* BEGIN DOCUMENT EXCERPT *

The sky was just such a deep blue. I couldn't get over it. The petroglyphs were many, but too hard to photograph in the morning light. Carol gave it a try. We had noted that the little sign posts along the path were in disrepair. With the economy in such recession this led to a long discussion about how organizations really should plan for graceful fall back positions. It wasn't until we got back to the parking lot that we found a place where brochures were to be stored. There was only one left, so I photographed it. Today was the day that the "now" discussion came to a close. Carol must have been thinking about it along, but the inner brain let it out now. She observed that Chiara and then Linda were talking about the "present" and I was talking about the "now". "Living in the present" and "Living in the now" are both current phrases, but my notion of "now" is extremely narrow which probably explains why the conversations seemed to expand. That is probably because the "present" is a much larger topic than the instantaneous time separating the past and the future. I'm busy talking about how our not being able to experience such a thing, but approximate it to varying degrees depending on the individual and the task they've set themselves to for the moment. I'm interested in what affects our association with the division. It has very practical matters that were the reason I ever brought it up with Chiara. She had relevant information about how large groups of people react to such things before and after virtual reality of video games and multitudinous yet shallow human interaction became so prevalent.
But to thanks to Carol I am now more sensitive to people easily falling into talking about the "present", but less likely to even understand easily what it is I am talking about. I haven't explained myself. I'm too close to my subject to communicate it to others in my alloted time.
The road did yield one more GeeWhiz moment. When we first stopped in Austin, NV the store we went into had a clerk whose accent was hard to place, but was much like that held out as Minnesotan in Prairie Home Companion. I had dismissed it as a result of "our mobile society". That was until we ran into another road block in the middle of the desert. The Nevada public works had stopped traffic while some oversized vehicles negotiated the narrow, window roads at this summit. For the first half of our wait we were the only car so we struck up a conversation with the woman who was holding the STOP sign. She had an accent identical to the woman back at the store. I don't believe in that much coincident. I asked her if she listened to Prarie Home Companion on NPR. She had never heard of it. I can definitely believe that NPR might not have a presence this far away of everything. I had been getting a signal off and on, but I hadn't listened for such today. Anyway, I told her that her accent was that of a Minnesotan and she laughed. Then we all laughed because we obviously are the ones with the accent. Texan in fact. She was unaware of any accent. I certainly don't think about mine much. Nobody referred to it in the 3 days of partying, so it cannot be terrible.

* END DOCUMENT EXCERPT *

DIRECTIVE 1 - Count the lines in the records that contain the string "wooden", with case counting, and give only the number.
The road-trip passage and the records were gathered from separate sources.

* BEGIN DATASET ROWS *

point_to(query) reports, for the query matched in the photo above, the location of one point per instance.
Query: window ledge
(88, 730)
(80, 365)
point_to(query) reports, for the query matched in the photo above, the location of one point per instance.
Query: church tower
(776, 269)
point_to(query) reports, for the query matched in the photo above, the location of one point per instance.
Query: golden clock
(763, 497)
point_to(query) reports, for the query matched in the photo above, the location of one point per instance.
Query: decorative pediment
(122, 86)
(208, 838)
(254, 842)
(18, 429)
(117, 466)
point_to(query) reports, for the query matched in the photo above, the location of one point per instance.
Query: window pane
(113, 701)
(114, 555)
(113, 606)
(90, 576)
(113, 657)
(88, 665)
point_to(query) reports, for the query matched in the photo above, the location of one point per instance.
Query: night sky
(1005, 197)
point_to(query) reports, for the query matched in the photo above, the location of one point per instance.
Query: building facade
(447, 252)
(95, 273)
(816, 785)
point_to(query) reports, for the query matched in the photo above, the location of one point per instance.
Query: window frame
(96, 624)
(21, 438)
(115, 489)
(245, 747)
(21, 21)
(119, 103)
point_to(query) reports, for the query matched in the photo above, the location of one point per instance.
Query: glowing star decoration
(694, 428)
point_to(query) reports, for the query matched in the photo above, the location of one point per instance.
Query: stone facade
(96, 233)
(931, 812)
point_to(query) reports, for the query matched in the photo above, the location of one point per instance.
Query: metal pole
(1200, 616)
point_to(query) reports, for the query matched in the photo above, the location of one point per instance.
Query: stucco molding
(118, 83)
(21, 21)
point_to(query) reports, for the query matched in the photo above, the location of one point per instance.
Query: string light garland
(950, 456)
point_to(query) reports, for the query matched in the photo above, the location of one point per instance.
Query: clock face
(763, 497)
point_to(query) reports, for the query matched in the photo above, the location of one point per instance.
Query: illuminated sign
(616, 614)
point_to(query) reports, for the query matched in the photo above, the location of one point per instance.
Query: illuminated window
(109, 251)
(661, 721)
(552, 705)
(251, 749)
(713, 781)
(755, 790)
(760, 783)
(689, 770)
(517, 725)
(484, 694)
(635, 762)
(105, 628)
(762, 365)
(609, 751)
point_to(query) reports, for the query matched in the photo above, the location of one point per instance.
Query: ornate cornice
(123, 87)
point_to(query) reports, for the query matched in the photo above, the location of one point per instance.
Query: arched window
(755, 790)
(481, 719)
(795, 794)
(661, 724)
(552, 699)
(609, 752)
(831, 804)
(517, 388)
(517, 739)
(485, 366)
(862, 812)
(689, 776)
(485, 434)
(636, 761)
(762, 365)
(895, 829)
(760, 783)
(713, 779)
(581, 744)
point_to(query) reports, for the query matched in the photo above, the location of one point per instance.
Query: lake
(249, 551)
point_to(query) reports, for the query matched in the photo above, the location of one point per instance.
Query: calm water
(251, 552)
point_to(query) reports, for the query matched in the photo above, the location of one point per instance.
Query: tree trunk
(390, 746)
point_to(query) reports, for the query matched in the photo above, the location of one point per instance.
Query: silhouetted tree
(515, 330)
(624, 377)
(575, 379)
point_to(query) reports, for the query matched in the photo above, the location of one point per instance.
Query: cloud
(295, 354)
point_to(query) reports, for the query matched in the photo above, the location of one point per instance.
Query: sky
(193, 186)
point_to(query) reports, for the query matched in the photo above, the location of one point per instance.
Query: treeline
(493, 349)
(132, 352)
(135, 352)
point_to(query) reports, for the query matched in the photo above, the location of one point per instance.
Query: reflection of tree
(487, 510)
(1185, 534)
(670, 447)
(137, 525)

* END DATASET ROWS *
* BEGIN DATASET ROWS *

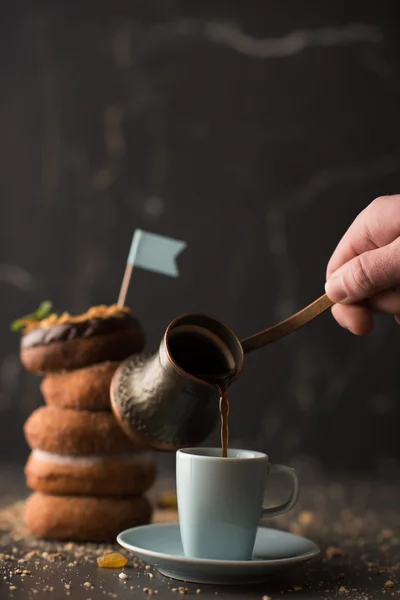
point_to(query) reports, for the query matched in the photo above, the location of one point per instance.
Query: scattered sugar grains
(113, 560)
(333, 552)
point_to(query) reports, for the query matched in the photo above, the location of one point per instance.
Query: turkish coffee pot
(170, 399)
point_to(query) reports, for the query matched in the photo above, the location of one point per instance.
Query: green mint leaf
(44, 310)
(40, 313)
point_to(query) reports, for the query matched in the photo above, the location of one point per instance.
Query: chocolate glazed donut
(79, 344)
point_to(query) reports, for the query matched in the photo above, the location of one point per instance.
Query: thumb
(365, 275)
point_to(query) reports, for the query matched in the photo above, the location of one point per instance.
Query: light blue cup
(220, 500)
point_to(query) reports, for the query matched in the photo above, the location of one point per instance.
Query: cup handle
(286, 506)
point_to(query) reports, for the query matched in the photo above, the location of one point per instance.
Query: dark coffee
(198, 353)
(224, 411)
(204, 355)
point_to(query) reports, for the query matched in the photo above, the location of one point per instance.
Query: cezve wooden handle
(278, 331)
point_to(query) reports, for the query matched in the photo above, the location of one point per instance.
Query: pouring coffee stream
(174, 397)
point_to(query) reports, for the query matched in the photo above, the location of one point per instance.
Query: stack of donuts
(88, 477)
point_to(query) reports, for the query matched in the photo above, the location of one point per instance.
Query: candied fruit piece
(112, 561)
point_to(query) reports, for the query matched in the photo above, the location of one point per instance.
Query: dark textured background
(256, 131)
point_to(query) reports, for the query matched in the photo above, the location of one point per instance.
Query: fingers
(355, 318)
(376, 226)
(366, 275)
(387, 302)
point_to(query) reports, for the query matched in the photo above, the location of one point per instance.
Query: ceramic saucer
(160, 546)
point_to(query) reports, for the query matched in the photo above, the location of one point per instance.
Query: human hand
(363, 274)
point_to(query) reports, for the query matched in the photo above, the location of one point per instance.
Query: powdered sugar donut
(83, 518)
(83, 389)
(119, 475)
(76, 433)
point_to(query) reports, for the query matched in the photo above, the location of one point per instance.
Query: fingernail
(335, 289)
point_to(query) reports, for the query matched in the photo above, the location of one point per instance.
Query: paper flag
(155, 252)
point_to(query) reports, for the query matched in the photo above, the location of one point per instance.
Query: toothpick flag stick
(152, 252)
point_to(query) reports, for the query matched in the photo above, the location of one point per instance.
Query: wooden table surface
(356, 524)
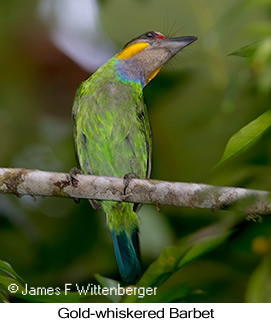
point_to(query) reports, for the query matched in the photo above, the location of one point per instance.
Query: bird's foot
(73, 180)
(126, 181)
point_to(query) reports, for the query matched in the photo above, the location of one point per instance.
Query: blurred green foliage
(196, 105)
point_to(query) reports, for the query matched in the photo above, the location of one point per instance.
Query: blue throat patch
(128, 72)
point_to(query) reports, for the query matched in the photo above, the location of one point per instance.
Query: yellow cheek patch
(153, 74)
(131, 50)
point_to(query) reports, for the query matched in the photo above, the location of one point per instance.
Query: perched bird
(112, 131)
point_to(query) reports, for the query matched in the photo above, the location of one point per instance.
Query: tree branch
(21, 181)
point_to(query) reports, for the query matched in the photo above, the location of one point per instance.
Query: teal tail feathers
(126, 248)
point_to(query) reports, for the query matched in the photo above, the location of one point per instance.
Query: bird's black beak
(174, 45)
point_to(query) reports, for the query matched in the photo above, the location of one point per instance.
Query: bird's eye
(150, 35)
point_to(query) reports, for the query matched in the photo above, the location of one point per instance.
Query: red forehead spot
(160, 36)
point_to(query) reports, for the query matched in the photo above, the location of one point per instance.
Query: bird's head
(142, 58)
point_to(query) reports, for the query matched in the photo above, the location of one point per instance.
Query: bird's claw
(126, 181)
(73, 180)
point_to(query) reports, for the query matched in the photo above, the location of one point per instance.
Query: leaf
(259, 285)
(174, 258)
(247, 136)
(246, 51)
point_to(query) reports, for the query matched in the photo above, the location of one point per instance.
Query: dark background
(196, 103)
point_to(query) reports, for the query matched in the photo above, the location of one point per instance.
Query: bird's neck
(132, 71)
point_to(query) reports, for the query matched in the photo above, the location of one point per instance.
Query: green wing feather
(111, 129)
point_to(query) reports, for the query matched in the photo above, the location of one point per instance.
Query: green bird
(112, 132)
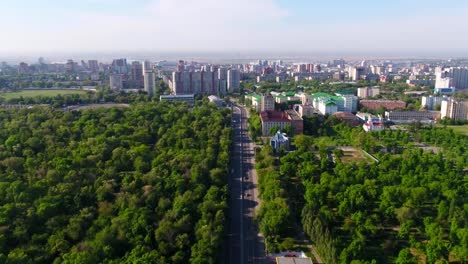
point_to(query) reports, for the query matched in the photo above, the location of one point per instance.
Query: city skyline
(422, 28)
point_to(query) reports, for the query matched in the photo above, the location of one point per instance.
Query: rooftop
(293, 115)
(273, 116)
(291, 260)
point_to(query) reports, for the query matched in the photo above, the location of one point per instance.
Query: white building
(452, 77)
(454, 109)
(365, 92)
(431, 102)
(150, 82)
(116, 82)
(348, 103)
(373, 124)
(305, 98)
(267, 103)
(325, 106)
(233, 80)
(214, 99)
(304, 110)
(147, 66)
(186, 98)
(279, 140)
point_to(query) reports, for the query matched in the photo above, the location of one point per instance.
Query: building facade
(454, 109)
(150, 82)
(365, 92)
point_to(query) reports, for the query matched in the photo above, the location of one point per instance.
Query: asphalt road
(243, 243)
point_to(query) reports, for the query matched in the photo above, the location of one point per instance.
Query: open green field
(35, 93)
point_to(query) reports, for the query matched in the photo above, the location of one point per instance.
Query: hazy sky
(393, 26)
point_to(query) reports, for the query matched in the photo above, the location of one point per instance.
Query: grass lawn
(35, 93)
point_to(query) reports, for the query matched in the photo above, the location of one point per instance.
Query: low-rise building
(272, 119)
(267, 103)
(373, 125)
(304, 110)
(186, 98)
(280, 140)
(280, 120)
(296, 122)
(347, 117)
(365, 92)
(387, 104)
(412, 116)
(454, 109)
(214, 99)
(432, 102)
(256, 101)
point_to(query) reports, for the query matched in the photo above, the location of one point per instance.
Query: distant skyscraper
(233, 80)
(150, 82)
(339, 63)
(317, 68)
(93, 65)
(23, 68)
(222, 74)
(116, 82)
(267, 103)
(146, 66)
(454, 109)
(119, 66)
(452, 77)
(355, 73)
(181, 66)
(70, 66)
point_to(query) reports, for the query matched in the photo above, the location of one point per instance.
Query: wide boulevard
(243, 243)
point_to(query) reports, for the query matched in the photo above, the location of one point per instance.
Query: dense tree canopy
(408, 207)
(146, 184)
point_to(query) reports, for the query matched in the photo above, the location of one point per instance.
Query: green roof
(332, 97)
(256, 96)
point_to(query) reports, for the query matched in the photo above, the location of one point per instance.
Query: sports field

* END DATASET ROWS *

DIRECTIVE 2 - Return the section of the road-trip passage that begins at the words "But to thanks" and stops after "my alloted time.", copied word for word.

COMPLETE OUTPUT 1 - 2

COMPLETE OUTPUT 2 -
But to thanks to Carol I am now more sensitive to people easily falling into talking about the "present", but less likely to even understand easily what it is I am talking about. I haven't explained myself. I'm too close to my subject to communicate it to others in my alloted time.